Requirement:
Return each line in the records below that contains the string "person".

Rows from an object pointing dataset

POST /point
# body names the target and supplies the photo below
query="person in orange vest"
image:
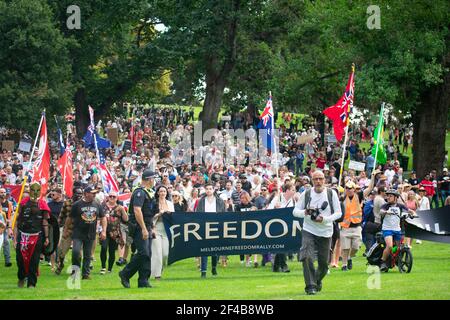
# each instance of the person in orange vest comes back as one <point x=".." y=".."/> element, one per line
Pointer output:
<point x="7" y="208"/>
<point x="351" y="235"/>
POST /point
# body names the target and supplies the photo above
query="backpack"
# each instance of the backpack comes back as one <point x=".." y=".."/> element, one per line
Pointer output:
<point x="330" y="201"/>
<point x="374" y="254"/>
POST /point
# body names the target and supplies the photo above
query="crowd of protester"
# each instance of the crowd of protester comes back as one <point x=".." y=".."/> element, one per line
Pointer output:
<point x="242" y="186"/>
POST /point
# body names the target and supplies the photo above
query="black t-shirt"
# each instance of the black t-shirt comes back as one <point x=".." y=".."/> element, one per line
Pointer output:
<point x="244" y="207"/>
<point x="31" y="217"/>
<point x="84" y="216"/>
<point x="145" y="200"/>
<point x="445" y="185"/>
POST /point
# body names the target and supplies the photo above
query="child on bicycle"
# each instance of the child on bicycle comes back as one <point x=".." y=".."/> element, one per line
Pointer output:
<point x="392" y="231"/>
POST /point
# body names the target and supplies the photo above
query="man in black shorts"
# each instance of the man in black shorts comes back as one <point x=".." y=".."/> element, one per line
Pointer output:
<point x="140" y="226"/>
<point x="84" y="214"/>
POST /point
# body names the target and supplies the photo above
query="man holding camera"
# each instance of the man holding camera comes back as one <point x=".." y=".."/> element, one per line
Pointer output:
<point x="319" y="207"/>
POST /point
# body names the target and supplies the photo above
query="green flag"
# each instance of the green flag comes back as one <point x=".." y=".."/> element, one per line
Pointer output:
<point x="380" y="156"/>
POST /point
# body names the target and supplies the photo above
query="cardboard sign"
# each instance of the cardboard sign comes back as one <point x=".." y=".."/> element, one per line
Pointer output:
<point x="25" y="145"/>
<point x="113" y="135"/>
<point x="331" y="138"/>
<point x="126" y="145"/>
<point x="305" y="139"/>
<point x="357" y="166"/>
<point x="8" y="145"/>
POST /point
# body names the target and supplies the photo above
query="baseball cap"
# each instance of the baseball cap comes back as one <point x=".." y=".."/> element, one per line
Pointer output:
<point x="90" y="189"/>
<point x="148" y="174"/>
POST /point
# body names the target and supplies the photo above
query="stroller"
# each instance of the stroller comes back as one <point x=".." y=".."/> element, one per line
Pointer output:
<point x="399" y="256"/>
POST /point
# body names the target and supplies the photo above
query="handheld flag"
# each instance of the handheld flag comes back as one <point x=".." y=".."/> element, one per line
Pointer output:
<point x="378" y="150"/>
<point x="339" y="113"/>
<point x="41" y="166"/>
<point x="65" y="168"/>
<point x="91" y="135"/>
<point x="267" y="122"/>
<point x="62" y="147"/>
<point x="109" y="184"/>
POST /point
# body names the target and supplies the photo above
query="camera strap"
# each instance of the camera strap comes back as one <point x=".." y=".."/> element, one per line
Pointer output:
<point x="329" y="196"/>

--

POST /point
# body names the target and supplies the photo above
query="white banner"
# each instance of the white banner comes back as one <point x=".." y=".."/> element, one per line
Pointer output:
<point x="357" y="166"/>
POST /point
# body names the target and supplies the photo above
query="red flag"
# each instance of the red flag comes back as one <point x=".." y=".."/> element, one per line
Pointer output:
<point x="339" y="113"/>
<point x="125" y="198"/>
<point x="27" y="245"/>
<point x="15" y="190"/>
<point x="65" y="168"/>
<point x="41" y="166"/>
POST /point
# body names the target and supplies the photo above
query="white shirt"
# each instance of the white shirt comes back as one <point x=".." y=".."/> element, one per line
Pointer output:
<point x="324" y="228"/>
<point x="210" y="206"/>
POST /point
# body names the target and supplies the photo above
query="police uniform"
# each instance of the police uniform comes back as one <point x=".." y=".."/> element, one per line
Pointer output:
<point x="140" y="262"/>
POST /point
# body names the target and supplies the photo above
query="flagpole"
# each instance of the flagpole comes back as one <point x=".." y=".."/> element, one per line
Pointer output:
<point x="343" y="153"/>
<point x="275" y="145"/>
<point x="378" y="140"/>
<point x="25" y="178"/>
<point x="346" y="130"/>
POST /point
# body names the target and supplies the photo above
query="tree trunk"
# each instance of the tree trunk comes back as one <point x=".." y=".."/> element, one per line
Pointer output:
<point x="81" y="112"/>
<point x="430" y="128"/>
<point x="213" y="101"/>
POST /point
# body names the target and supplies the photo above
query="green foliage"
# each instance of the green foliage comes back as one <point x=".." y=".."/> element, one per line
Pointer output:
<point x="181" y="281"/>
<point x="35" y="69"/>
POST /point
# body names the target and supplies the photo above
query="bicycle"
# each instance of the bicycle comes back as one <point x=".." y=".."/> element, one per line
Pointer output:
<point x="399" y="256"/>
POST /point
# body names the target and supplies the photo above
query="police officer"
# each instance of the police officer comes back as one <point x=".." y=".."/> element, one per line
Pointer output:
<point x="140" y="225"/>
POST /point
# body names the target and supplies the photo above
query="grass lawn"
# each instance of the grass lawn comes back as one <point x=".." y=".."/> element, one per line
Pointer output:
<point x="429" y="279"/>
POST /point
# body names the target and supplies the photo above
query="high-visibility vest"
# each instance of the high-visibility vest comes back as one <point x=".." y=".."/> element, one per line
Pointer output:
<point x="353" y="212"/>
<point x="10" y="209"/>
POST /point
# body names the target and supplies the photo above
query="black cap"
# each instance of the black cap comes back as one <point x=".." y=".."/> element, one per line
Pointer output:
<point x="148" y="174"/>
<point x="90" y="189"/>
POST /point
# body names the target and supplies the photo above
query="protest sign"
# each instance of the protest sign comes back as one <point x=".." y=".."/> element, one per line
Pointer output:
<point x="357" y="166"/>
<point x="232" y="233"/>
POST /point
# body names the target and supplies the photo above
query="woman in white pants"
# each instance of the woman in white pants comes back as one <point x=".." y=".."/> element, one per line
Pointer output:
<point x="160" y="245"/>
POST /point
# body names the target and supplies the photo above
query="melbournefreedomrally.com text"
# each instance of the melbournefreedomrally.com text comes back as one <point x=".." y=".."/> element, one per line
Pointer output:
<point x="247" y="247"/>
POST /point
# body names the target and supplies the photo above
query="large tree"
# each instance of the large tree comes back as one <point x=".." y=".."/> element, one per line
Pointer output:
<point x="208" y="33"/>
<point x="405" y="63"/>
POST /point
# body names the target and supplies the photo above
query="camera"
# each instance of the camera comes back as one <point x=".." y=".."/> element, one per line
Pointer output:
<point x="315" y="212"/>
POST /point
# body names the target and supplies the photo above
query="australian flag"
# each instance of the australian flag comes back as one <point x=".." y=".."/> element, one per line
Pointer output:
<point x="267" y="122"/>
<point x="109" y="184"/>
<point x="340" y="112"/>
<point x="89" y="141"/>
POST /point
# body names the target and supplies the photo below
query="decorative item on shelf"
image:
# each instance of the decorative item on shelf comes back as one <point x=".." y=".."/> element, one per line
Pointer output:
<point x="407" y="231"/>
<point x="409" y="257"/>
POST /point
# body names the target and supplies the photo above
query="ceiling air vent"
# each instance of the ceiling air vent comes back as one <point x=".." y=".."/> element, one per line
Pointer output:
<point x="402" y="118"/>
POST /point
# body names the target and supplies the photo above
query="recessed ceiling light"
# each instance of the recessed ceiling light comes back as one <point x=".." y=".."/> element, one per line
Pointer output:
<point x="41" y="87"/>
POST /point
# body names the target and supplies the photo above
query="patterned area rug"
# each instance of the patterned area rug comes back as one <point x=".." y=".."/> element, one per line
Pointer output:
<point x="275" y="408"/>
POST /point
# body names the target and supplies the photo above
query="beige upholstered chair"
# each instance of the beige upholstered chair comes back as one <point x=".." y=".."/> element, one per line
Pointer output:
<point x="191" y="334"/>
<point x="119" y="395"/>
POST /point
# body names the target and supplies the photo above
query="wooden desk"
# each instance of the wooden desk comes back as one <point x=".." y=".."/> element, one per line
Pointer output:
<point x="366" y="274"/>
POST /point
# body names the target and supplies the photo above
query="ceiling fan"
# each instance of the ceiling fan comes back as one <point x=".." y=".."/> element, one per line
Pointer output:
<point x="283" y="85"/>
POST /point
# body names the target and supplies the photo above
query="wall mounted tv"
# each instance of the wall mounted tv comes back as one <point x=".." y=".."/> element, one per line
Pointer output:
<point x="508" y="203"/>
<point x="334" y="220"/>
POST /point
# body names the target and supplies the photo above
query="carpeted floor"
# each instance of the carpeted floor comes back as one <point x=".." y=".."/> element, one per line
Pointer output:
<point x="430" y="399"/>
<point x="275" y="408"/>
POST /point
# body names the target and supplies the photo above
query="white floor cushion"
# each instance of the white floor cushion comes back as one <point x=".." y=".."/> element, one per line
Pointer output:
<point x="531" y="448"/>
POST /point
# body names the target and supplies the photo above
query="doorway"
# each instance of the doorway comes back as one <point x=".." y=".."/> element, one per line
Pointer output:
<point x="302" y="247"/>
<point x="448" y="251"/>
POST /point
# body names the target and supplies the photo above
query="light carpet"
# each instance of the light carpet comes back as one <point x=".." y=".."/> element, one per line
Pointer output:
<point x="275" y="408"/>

Exercise response:
query="person in orange vest"
# each instance of the person in orange vest comes back as one <point x=".." y=".."/> element, one per line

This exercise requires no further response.